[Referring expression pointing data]
———

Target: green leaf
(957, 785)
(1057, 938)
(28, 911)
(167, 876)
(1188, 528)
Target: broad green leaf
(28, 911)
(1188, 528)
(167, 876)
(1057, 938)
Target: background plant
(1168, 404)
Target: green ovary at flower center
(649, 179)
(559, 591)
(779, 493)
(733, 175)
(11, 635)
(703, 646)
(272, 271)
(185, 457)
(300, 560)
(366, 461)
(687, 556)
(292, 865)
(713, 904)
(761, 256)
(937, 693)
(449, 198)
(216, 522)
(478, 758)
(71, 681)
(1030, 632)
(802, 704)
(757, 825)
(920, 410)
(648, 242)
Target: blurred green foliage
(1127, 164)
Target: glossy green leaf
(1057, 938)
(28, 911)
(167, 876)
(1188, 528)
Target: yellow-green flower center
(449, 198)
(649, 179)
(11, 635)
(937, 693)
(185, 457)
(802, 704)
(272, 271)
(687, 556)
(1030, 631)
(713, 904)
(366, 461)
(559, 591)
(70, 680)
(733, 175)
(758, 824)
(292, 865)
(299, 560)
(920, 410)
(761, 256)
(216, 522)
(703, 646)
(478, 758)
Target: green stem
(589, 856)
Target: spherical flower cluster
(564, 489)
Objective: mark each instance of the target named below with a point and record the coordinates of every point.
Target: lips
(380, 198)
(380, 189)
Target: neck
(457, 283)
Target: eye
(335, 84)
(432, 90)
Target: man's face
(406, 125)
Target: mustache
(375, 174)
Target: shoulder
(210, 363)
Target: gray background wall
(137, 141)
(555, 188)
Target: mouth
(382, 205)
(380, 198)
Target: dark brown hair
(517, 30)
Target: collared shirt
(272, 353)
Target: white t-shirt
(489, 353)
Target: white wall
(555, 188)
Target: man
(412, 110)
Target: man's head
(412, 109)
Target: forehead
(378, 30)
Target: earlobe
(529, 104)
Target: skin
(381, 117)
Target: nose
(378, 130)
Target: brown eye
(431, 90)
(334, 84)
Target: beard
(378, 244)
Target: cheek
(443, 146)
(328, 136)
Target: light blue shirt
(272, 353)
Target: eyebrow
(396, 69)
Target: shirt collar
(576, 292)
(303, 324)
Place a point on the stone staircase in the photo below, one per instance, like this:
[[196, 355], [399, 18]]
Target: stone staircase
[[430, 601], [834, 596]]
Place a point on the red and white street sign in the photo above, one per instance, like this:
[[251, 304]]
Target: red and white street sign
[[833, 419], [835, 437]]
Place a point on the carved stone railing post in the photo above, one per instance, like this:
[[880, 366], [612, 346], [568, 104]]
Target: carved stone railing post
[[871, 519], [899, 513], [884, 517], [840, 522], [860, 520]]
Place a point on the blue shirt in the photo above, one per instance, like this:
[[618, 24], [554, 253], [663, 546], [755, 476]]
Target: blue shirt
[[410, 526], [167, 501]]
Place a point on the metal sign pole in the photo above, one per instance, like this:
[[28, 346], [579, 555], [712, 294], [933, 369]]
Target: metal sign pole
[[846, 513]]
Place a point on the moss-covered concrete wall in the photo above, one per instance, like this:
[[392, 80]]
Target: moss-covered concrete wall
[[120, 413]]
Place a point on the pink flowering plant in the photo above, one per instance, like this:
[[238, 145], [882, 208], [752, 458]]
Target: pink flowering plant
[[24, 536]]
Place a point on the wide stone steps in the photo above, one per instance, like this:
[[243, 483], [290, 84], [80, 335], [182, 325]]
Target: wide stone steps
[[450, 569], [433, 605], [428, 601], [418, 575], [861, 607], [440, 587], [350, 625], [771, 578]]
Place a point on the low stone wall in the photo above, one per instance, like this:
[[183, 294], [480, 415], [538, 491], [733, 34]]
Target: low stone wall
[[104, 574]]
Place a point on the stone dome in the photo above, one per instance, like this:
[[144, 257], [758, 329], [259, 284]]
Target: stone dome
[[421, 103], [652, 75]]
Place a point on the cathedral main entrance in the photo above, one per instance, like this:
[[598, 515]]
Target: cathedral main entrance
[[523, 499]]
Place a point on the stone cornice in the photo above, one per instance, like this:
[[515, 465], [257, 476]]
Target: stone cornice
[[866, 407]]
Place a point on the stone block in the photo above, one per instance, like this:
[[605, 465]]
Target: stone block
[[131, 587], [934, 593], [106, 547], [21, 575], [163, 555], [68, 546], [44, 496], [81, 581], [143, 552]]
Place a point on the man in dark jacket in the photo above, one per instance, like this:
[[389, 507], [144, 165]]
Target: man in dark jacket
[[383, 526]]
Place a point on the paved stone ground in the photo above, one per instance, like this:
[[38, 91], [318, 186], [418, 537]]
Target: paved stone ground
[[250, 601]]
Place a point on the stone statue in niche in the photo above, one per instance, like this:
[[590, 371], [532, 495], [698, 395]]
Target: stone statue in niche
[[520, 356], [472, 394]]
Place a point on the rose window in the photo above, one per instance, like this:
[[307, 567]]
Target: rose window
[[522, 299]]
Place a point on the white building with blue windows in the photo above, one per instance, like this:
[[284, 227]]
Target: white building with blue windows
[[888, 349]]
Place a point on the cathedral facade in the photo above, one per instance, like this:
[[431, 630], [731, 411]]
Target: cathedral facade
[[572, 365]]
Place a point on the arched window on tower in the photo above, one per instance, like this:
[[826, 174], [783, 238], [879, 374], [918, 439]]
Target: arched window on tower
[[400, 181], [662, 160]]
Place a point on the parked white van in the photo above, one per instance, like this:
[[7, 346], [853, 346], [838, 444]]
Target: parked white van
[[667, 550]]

———

* [WHAT THE TASK REQUIRES] Word for word, copy out the data.

* [RESPONSE TO THE TASK]
Target: green leaf
(957, 785)
(1057, 938)
(28, 911)
(167, 876)
(1188, 528)
Target: broad green leaf
(28, 911)
(1188, 528)
(167, 876)
(1057, 938)
Target: background plant
(1168, 404)
Target: green ovary at flower center
(649, 179)
(559, 591)
(779, 493)
(733, 175)
(11, 635)
(703, 646)
(272, 271)
(185, 457)
(300, 560)
(366, 461)
(687, 556)
(292, 865)
(713, 904)
(761, 256)
(937, 693)
(449, 198)
(216, 522)
(478, 758)
(71, 681)
(1030, 632)
(802, 704)
(757, 825)
(920, 410)
(648, 242)
Target: blurred green foliage
(1127, 164)
Target: glossy green leaf
(1057, 938)
(28, 911)
(167, 876)
(1188, 528)
Target: yellow-green flower center
(449, 198)
(649, 179)
(11, 635)
(937, 693)
(185, 457)
(802, 704)
(272, 271)
(687, 556)
(1030, 631)
(713, 904)
(366, 461)
(559, 591)
(70, 680)
(733, 175)
(758, 824)
(292, 865)
(299, 560)
(920, 410)
(761, 256)
(216, 522)
(703, 646)
(478, 758)
Target: green stem
(589, 856)
Target: spherical flower cluster
(564, 489)
Objective: mark each instance of the target named below with a point and record the coordinates of every point.
Target: lips
(380, 198)
(380, 189)
Target: neck
(457, 283)
Target: eye
(335, 84)
(432, 90)
Target: man's face
(406, 125)
Target: mustache
(375, 174)
Target: shoulder
(210, 363)
Target: gray background wall
(137, 141)
(555, 188)
Target: mouth
(382, 205)
(380, 198)
Target: dark brown hair
(517, 30)
Target: collared shirt
(272, 353)
Target: white t-shirt
(489, 353)
Target: white wall
(555, 188)
Target: man
(412, 110)
Target: man's head
(412, 109)
Target: forehead
(378, 30)
Target: earlobe
(529, 104)
Target: skin
(381, 117)
Target: nose
(378, 130)
Target: brown eye
(431, 90)
(334, 84)
Target: beard
(378, 244)
Target: cheek
(443, 146)
(328, 136)
Target: light blue shirt
(272, 353)
Target: eyebrow
(396, 69)
Target: shirt collar
(576, 292)
(303, 324)
Place a point on the stone staircase in the photo below, one per instance, like this:
[[196, 355], [399, 18]]
Target: stone staircase
[[430, 601], [834, 596]]
Place a point on the red and white street sign in the photo above, one per instance, like this:
[[251, 304]]
Target: red and white street sign
[[833, 419], [835, 437]]
Place a point on the carved stone railing post in the photo above, one per instance, like this:
[[880, 366], [612, 346], [568, 104]]
Target: carved stone railing post
[[871, 519], [899, 513], [884, 517], [840, 522], [860, 520]]
Place a point on the blue shirt in the photo above, one per instance, like this:
[[618, 24], [554, 253], [663, 546], [755, 476]]
Target: blue shirt
[[410, 526], [167, 501]]
Place a point on the metal sign pole in the photo above, one per instance, like this:
[[28, 346], [579, 555], [712, 294], [933, 369]]
Target: metal sign pole
[[846, 513]]
Place a point on the moss-covered concrete wall in the photo above, one per instance, like this:
[[392, 80]]
Target: moss-covered concrete wall
[[120, 413]]
Place a point on the pink flowering plant in the photo above, one per instance, like this:
[[238, 145], [882, 208], [752, 458]]
Target: pink flowering plant
[[24, 536]]
Place a point on the wide stone steps in the photo above, one per instance, like this:
[[243, 483], [290, 84], [80, 335], [182, 325]]
Target: wide stone steps
[[450, 569], [433, 605], [428, 601], [418, 575], [861, 607], [440, 587], [350, 625], [771, 578]]
Place a point on the low stone wall in the photo above, one per instance, like this:
[[183, 294], [480, 415], [538, 491], [733, 34]]
Target: low stone wall
[[104, 574]]
Place a point on the stone dome in the photo above, one per instance, like this:
[[144, 257], [758, 329], [259, 284]]
Target: stone dome
[[421, 103], [652, 75]]
Place a point on the cathedral main entrance in the photo above, one per instance, like this:
[[598, 515]]
Target: cathedral main entrance
[[523, 499]]
Place a point on the stone cornice in the photo above, one per instance, like this:
[[515, 465], [257, 476]]
Target: stone cornice
[[866, 407]]
Place a point on the stone block in the photo above, one per instance, like this:
[[605, 465]]
Target: stone block
[[131, 587], [934, 593], [106, 547], [21, 575], [163, 555], [68, 546], [44, 496], [81, 581], [143, 552]]
Place a point on the man in dark jacket in the photo above, one per instance, like this:
[[389, 507], [144, 165]]
Target: man in dark jacket
[[383, 526]]
Place a point on the paved stone ground in the photo above, one per instance, like this:
[[38, 91], [318, 186], [418, 537]]
Target: paved stone ground
[[250, 601]]
Place a point on the stone statue in niche in the photo above, one per instance, like this:
[[590, 371], [532, 495], [698, 395]]
Target: stone statue in niche
[[520, 356], [472, 394]]
Place a point on the rose window in the photo above, one per instance, like this:
[[307, 567]]
Target: rose window
[[522, 299]]
Place a point on the white building with blue windows in the photo above, one per instance, like this:
[[284, 227]]
Target: white building with blue windows
[[888, 349]]
Place a point on the cathedral facade in the photo above, one per instance, like this:
[[431, 630], [731, 411]]
Target: cathedral facade
[[572, 365]]
Place a point on the arched window on tower in the photo above, one per instance, like this:
[[826, 174], [783, 238], [879, 374], [918, 439]]
Target: arched window on tower
[[400, 181], [662, 160]]
Place a point on the parked white van in the photo above, one per instance, like this:
[[7, 346], [853, 346], [838, 444]]
Target: parked white van
[[667, 550]]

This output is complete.